### EXCERPT
=-=-=
Although in season two and three I was on the set.
In season one, there was a limited amount of us
that actually went to the set, and so like, after
all this happened, like we really weren't involved with that,
because the whole show took on a mind of its
own so quickly, it became such a big hit that
it was like we were rushed back into season two

(28:45):
and three, Like we weren't paying attention to what happened
to season one. So I guess they did work for him.
I mean, I think Bill worked in Chicago or something,
But like, we weren't involved in that. Really, we weren't
tracking that at all.

Speaker 1 (28:56):
In some ways, the Apprentice was as much a part
of the origin story of Donald Trump as Donald Trump was,
right well.

Speaker 4 (29:05):
It validated him. It took a guy who had, you know,
ruined a lot of businesses. You know, he had bankrupt
a lot of businesses and struggled in a lot of
his real estate career. And then we validated him. We
convinced America and the world that he was a business genius,
you know. And that's what it did. It gave him
some validation.

Speaker 2 (29:24):
True or not.
=-=-=
### PROVIDED DATA
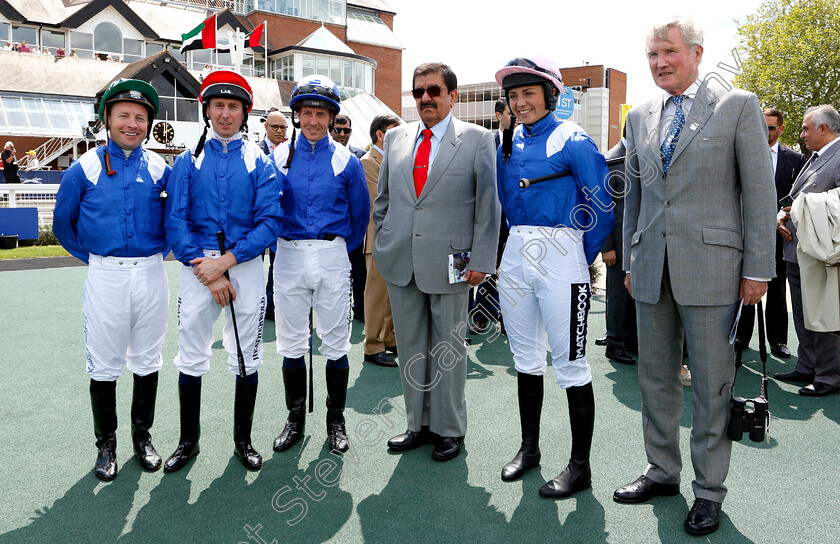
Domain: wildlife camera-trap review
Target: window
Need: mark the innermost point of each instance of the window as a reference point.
(58, 119)
(308, 65)
(322, 65)
(24, 33)
(153, 48)
(359, 80)
(15, 118)
(200, 57)
(174, 105)
(107, 39)
(132, 50)
(5, 33)
(36, 115)
(82, 42)
(335, 70)
(53, 39)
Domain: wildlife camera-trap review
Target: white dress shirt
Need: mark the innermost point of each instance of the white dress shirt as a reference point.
(438, 131)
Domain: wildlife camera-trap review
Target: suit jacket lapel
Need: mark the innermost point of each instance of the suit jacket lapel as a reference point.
(701, 110)
(405, 143)
(652, 132)
(808, 171)
(446, 152)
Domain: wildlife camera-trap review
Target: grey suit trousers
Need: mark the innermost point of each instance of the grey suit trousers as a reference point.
(430, 331)
(712, 362)
(819, 352)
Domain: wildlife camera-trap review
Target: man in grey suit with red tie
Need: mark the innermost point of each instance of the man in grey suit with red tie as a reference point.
(818, 363)
(786, 164)
(698, 237)
(437, 197)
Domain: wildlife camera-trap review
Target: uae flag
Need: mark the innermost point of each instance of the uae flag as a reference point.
(201, 37)
(252, 39)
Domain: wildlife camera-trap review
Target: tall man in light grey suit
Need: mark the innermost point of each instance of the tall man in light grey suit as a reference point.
(818, 356)
(449, 207)
(698, 236)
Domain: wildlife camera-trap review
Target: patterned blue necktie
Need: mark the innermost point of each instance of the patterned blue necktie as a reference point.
(670, 143)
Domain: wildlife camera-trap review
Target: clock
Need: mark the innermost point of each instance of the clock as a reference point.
(163, 132)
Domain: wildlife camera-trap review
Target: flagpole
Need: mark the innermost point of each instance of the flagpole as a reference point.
(265, 47)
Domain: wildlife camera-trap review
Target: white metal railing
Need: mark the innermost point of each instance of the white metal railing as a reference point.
(49, 151)
(25, 195)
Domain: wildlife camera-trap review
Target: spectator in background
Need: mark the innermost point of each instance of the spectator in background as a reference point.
(33, 163)
(379, 323)
(275, 133)
(10, 166)
(358, 271)
(341, 134)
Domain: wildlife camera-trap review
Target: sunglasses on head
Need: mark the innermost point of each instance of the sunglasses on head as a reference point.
(433, 90)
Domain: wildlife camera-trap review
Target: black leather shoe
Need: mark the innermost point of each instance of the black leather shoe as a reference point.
(479, 327)
(410, 440)
(292, 432)
(619, 355)
(147, 456)
(644, 489)
(448, 447)
(248, 455)
(520, 464)
(183, 453)
(383, 358)
(794, 376)
(106, 460)
(780, 350)
(570, 481)
(703, 518)
(819, 390)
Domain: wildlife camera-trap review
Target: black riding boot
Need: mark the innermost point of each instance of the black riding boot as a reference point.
(577, 475)
(103, 401)
(190, 400)
(294, 382)
(530, 392)
(142, 418)
(243, 417)
(336, 397)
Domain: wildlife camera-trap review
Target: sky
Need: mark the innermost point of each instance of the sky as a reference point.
(477, 37)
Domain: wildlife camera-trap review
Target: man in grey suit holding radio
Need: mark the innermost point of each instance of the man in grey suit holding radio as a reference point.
(437, 198)
(698, 237)
(818, 357)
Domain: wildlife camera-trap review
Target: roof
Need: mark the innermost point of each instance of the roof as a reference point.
(38, 74)
(44, 11)
(168, 21)
(325, 40)
(378, 5)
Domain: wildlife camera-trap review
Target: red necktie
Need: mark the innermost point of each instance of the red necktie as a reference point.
(421, 162)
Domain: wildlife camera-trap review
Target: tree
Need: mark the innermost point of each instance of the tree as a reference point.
(791, 57)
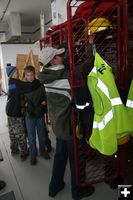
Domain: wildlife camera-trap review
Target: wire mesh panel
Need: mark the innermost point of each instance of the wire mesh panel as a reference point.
(91, 166)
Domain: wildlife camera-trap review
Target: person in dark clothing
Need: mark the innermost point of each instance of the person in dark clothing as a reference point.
(2, 185)
(35, 110)
(13, 110)
(55, 78)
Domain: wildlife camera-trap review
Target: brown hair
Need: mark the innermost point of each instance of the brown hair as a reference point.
(29, 68)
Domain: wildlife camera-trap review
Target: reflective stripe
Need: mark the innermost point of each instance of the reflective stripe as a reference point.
(55, 67)
(62, 84)
(116, 101)
(65, 93)
(81, 107)
(129, 103)
(103, 87)
(94, 70)
(100, 84)
(101, 125)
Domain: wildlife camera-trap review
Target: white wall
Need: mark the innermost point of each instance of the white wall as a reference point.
(8, 55)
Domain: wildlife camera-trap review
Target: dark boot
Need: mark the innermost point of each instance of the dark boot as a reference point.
(83, 192)
(33, 161)
(2, 185)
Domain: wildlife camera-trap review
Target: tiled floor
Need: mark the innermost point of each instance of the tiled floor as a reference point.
(31, 182)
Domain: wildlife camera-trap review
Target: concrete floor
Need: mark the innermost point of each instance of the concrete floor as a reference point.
(31, 182)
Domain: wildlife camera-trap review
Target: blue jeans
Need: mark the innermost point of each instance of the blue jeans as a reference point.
(34, 125)
(64, 151)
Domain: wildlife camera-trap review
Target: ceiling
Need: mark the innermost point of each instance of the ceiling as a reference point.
(29, 11)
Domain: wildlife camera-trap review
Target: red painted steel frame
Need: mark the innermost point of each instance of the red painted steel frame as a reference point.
(122, 49)
(71, 57)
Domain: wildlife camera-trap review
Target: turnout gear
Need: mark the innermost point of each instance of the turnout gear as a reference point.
(111, 119)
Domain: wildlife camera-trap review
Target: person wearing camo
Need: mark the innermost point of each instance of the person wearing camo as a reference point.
(16, 88)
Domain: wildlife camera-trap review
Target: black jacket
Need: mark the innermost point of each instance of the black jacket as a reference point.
(15, 90)
(34, 101)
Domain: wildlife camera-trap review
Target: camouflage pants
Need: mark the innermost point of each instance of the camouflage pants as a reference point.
(17, 135)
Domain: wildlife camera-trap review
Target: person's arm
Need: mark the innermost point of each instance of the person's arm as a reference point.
(43, 102)
(26, 87)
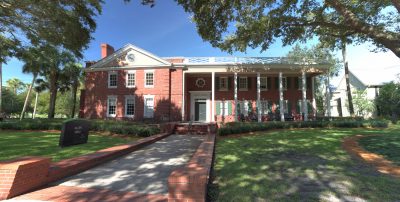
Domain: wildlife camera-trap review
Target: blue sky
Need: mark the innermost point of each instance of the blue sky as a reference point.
(166, 30)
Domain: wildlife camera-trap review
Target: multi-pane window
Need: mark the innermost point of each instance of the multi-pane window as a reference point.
(130, 79)
(284, 83)
(129, 106)
(224, 108)
(263, 83)
(111, 106)
(223, 83)
(112, 79)
(285, 106)
(264, 107)
(244, 107)
(148, 106)
(149, 79)
(243, 83)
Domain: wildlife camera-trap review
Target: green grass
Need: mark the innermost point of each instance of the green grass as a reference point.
(18, 144)
(297, 165)
(387, 145)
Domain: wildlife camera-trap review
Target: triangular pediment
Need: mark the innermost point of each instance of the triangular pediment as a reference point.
(131, 56)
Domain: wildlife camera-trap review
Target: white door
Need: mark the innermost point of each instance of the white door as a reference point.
(148, 106)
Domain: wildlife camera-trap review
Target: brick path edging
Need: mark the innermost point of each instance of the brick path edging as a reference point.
(19, 176)
(189, 183)
(350, 144)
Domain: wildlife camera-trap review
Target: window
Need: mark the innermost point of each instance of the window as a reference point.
(111, 106)
(284, 83)
(112, 79)
(264, 107)
(129, 106)
(149, 79)
(223, 83)
(130, 79)
(148, 106)
(285, 106)
(263, 83)
(225, 108)
(243, 83)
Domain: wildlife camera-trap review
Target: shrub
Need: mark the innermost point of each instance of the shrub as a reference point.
(117, 127)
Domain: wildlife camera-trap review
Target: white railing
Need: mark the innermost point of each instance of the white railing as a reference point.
(243, 60)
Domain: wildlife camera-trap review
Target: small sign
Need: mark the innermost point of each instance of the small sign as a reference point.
(74, 132)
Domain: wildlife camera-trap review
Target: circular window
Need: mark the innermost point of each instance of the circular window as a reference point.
(200, 82)
(130, 57)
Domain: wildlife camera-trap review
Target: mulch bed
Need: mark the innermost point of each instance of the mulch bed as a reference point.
(350, 144)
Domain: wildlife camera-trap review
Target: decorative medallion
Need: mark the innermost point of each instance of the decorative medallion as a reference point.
(130, 57)
(200, 82)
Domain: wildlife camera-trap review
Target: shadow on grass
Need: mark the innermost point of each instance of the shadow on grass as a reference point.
(297, 165)
(19, 144)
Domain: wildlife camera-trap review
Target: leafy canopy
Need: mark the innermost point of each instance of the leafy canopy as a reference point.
(64, 24)
(234, 25)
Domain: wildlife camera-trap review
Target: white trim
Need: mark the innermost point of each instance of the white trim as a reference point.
(200, 95)
(226, 83)
(108, 105)
(134, 78)
(108, 79)
(126, 107)
(148, 115)
(124, 49)
(247, 83)
(266, 83)
(145, 80)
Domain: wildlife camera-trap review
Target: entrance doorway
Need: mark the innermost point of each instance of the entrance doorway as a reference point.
(200, 110)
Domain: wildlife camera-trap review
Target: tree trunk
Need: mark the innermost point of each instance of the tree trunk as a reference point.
(346, 73)
(34, 109)
(74, 91)
(27, 97)
(328, 96)
(53, 93)
(1, 86)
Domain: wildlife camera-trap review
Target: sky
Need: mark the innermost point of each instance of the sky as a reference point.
(166, 30)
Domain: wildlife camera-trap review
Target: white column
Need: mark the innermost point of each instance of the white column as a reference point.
(258, 98)
(212, 96)
(281, 109)
(235, 96)
(304, 93)
(314, 102)
(183, 95)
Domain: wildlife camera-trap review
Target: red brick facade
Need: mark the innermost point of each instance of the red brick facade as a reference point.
(169, 97)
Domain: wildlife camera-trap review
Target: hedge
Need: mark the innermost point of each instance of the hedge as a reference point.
(117, 127)
(240, 127)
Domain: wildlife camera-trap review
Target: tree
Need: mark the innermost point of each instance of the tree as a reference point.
(72, 74)
(236, 25)
(310, 55)
(362, 104)
(15, 85)
(388, 100)
(59, 23)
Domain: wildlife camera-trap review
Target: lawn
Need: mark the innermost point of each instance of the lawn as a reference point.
(298, 165)
(387, 145)
(18, 144)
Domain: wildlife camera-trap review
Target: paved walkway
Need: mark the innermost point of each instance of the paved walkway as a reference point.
(143, 173)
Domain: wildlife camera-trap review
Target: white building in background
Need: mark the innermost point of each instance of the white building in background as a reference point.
(366, 80)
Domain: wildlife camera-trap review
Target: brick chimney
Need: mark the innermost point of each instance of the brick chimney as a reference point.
(106, 50)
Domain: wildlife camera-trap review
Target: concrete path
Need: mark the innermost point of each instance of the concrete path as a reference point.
(142, 171)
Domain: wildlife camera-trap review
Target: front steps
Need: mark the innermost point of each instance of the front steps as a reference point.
(195, 128)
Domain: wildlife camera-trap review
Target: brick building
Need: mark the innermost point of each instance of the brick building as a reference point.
(133, 84)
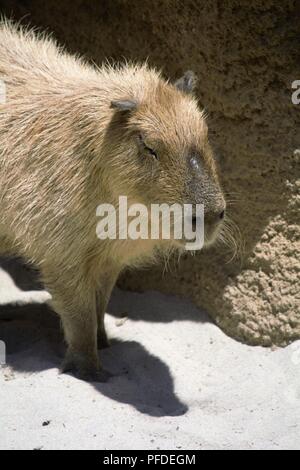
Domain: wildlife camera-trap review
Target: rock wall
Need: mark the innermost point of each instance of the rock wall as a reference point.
(246, 55)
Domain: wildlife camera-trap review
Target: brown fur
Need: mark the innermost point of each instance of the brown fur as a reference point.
(64, 150)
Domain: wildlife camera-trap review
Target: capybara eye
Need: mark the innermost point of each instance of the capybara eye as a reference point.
(146, 147)
(152, 152)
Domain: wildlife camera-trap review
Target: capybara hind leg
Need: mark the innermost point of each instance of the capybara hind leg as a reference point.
(106, 283)
(77, 309)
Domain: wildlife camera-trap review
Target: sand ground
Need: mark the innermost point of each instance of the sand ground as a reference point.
(179, 382)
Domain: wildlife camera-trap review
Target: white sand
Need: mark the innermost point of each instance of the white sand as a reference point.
(179, 382)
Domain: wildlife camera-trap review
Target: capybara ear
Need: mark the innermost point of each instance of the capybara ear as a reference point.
(124, 105)
(187, 83)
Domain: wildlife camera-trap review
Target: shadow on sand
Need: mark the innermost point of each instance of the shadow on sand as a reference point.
(34, 343)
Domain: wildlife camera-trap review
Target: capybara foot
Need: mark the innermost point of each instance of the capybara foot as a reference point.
(83, 368)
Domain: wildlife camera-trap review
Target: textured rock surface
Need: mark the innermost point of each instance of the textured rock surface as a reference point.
(246, 55)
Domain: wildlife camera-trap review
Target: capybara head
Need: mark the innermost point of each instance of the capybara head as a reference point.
(160, 134)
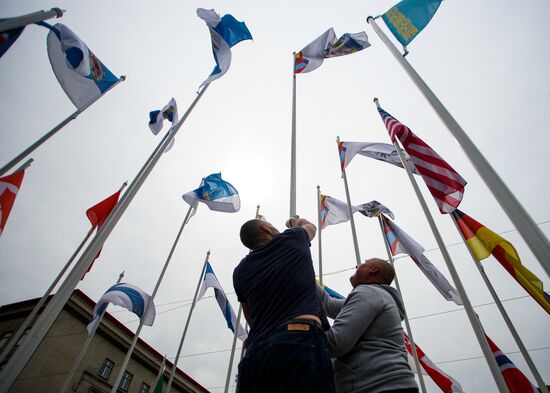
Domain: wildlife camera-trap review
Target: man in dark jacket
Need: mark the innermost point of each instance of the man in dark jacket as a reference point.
(366, 338)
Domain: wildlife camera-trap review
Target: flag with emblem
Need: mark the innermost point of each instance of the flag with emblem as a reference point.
(444, 183)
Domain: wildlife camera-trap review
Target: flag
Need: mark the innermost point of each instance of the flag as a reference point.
(128, 296)
(8, 37)
(516, 381)
(9, 186)
(407, 18)
(400, 242)
(484, 242)
(216, 193)
(80, 73)
(445, 382)
(325, 46)
(211, 281)
(379, 151)
(225, 33)
(156, 119)
(444, 183)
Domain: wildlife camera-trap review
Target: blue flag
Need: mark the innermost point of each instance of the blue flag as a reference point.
(407, 18)
(225, 32)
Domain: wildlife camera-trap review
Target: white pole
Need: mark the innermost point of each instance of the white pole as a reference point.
(230, 367)
(293, 145)
(173, 372)
(149, 304)
(319, 235)
(47, 318)
(513, 331)
(407, 323)
(53, 131)
(350, 213)
(474, 321)
(532, 235)
(85, 347)
(23, 20)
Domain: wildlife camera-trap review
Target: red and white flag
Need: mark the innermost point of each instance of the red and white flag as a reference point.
(445, 382)
(9, 186)
(444, 183)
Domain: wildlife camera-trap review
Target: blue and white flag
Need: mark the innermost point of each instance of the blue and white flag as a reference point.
(128, 296)
(216, 193)
(156, 119)
(211, 281)
(80, 73)
(225, 33)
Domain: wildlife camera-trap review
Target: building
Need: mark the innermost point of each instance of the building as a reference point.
(51, 363)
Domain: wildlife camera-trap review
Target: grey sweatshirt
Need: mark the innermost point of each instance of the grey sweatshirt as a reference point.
(367, 340)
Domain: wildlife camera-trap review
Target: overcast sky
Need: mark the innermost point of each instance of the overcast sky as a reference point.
(486, 60)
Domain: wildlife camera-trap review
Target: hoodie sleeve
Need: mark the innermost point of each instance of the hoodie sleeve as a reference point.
(356, 316)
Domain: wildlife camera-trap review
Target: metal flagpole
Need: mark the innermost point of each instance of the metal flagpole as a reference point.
(293, 145)
(350, 213)
(407, 323)
(150, 304)
(319, 235)
(85, 347)
(472, 316)
(235, 335)
(173, 372)
(23, 20)
(47, 318)
(532, 235)
(542, 385)
(54, 130)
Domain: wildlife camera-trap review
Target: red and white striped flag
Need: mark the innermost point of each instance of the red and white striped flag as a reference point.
(444, 183)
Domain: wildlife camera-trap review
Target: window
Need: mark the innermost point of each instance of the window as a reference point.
(106, 368)
(126, 381)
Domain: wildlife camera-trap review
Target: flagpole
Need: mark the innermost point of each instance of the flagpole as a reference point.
(407, 323)
(173, 372)
(47, 318)
(23, 20)
(293, 145)
(542, 385)
(149, 304)
(85, 346)
(472, 316)
(350, 213)
(532, 235)
(54, 130)
(236, 333)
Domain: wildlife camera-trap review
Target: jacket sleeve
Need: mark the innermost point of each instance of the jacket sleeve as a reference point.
(331, 306)
(356, 316)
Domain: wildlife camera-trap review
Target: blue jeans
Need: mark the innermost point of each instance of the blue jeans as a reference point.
(293, 358)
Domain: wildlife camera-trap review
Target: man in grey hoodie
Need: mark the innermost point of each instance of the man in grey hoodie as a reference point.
(367, 338)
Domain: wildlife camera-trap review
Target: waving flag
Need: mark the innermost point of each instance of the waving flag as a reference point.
(128, 296)
(484, 242)
(225, 33)
(325, 46)
(216, 193)
(9, 187)
(407, 18)
(516, 381)
(378, 151)
(400, 242)
(211, 281)
(80, 73)
(445, 382)
(444, 183)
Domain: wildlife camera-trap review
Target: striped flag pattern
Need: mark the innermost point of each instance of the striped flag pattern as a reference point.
(444, 183)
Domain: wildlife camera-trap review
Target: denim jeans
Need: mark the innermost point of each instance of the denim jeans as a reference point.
(292, 359)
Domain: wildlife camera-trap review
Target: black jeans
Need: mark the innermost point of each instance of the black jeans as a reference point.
(292, 359)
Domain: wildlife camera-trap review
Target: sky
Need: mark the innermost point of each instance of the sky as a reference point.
(486, 61)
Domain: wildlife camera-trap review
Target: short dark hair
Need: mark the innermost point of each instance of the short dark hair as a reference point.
(250, 233)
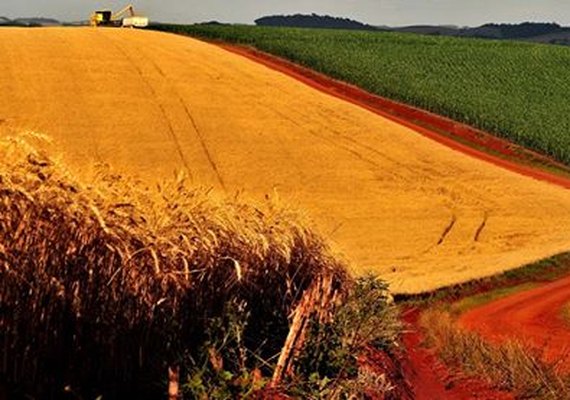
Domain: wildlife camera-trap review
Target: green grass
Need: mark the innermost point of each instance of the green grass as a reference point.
(516, 90)
(480, 291)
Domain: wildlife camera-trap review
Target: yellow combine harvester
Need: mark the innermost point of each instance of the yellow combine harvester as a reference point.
(125, 18)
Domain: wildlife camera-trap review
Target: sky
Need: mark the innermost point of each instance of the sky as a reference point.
(375, 12)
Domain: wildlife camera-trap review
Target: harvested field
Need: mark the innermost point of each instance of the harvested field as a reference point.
(391, 200)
=-=-=
### SET EXERCISE A
In the Apprentice transcript, which seasons does the person speaking first say they were on the set for?
### SET EXERCISE B
Rewrite the paragraph of the Apprentice transcript that begins "It validated him" in shorter form, keeping its main facts.
### SET EXERCISE C
Resume the Apprentice transcript after its final line, "True or not."

### EXERCISE RESPONSE A
Seasons two and three.

### EXERCISE RESPONSE B
The show validated him. He had bankrupted many businesses and struggled in real estate, yet the show convinced America and the world that he was a business genius.

### EXERCISE RESPONSE C
Speaker 1 (29:25):
You guys wrote it sort of without him. Was he
involved in the writing of it.

Speaker 4 (29:30):
It was not involved at all. What happened is is
like we developed the show. We would create the tasks,
the format and all that, and then he was brought in.
If you actually look at the show, he's not in
the show that much. So at the beginning he'll say
like here I am at Macy's, or here I am
at this place, or here I'm at home depot, and
then he disappears for the most of the show. And
on an occasion he would show up in the middle
of the show, but not every episode. And then he

(29:52):
would obviously come to the boardroom at the end. And
what would happen at the end of the show is
like we'd be sitting in the control room and there'd
be a lot of producers stand around him and we
would download him on what happened during the week. I
forget the other two people's name, but the people who
work for him, they would pop in here and there
and they would give him a download too, and then
based on that information, he would go into the boardroom

(30:13):
and he would you know, make his decisions.

Speaker 1 (30:16):
So did you get the sense when you were working
on it that he was good at business or now?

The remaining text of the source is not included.